--- begin ---

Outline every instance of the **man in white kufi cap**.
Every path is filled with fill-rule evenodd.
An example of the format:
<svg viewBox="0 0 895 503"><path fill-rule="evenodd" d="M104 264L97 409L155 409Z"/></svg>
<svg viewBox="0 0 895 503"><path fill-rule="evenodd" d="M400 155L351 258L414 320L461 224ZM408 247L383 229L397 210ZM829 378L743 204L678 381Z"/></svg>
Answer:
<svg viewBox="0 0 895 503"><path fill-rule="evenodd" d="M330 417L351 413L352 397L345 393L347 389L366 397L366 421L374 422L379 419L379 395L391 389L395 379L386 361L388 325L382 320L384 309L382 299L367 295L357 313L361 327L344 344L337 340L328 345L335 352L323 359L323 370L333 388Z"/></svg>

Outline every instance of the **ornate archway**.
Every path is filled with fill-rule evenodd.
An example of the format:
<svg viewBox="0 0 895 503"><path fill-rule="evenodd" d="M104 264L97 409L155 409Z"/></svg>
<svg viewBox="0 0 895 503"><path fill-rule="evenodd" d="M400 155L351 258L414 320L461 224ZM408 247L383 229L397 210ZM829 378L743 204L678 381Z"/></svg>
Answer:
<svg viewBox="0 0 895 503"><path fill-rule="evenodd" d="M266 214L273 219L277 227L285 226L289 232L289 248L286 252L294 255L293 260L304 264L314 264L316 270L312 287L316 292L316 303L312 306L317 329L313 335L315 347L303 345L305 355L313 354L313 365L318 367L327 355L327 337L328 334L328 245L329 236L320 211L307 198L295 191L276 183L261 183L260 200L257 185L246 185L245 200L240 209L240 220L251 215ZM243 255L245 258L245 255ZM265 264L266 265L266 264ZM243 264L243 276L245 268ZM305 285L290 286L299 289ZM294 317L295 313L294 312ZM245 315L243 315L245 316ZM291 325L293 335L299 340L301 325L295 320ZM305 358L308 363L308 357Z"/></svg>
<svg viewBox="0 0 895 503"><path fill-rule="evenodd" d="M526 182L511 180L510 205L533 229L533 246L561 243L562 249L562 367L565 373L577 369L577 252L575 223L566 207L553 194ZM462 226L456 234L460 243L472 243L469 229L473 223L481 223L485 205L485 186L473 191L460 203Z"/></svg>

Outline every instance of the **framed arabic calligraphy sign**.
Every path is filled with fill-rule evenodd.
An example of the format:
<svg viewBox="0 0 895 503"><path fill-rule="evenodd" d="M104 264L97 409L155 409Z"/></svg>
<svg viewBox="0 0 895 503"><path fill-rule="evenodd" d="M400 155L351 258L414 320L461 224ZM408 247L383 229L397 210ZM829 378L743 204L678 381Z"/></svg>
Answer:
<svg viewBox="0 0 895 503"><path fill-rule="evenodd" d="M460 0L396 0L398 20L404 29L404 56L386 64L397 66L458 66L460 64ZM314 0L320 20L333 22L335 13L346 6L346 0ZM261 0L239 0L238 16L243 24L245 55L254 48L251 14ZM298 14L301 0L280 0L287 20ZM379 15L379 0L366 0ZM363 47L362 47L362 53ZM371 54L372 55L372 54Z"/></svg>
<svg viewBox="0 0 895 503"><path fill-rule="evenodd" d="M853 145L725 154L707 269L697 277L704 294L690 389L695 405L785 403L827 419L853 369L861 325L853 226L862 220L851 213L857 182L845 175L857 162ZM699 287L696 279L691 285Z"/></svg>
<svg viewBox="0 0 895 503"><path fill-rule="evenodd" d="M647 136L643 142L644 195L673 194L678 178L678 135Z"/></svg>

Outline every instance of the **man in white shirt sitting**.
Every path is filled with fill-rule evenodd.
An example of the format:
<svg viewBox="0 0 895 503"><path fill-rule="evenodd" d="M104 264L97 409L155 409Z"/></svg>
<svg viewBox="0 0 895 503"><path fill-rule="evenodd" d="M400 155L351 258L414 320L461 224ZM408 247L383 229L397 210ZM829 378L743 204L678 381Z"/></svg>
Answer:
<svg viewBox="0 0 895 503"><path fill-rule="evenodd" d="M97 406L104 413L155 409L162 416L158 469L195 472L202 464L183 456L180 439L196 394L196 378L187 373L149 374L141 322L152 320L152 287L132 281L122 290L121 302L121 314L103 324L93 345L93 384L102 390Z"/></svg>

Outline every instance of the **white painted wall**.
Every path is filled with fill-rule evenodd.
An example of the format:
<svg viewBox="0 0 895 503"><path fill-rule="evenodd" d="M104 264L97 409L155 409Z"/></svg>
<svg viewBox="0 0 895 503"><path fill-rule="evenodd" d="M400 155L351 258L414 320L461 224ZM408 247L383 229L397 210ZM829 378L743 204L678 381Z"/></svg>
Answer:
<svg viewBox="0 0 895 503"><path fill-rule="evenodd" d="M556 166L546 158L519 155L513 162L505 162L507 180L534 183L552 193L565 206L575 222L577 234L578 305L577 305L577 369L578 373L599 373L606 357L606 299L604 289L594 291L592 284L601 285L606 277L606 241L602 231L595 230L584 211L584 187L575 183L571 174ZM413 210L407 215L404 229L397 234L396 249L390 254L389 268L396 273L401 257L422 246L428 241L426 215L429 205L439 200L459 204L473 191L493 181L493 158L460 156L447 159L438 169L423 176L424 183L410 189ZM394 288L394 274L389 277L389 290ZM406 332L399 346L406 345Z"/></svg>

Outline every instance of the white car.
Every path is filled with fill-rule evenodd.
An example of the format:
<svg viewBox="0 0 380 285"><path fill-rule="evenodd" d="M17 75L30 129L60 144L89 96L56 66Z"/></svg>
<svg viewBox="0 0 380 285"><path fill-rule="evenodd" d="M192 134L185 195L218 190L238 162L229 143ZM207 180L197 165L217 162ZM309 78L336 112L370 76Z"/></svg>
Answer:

--- end ---

Please pull out every line of the rows word for word, from the line that contains "Outline every instance of the **white" through the end of the rows, including both ends.

Response for this exercise:
Outline every instance of the **white painted wall**.
Every path is filled with fill-rule evenodd.
An example of the format:
<svg viewBox="0 0 895 503"><path fill-rule="evenodd" d="M104 264L97 409L155 409Z"/></svg>
<svg viewBox="0 0 895 503"><path fill-rule="evenodd" d="M400 155L351 258L414 320L461 224ZM408 247L383 229L397 210ZM829 378L743 204L678 381Z"/></svg>
Answer:
<svg viewBox="0 0 895 503"><path fill-rule="evenodd" d="M556 166L546 158L519 155L513 162L505 162L507 180L534 183L552 193L565 206L575 222L577 234L578 305L577 305L577 369L578 373L599 373L606 357L606 299L604 289L594 291L592 284L601 285L606 277L606 241L602 231L595 230L584 211L584 187L575 183L571 174ZM413 210L407 215L404 229L397 234L396 249L390 254L389 268L396 273L401 257L422 246L428 241L426 215L429 205L439 200L459 204L473 191L493 181L493 158L460 156L447 159L438 169L423 176L424 183L410 189ZM394 288L394 274L389 277L389 290ZM406 332L399 346L406 345Z"/></svg>

Outline every instance of the white car.
Every path is filled with fill-rule evenodd.
An example of the format:
<svg viewBox="0 0 380 285"><path fill-rule="evenodd" d="M17 75L30 129L60 144L89 96L56 66Z"/></svg>
<svg viewBox="0 0 380 285"><path fill-rule="evenodd" d="M192 134L185 195L218 190L238 162L229 143ZM207 180L197 165L217 162ZM309 78L336 112L370 76Z"/></svg>
Answer:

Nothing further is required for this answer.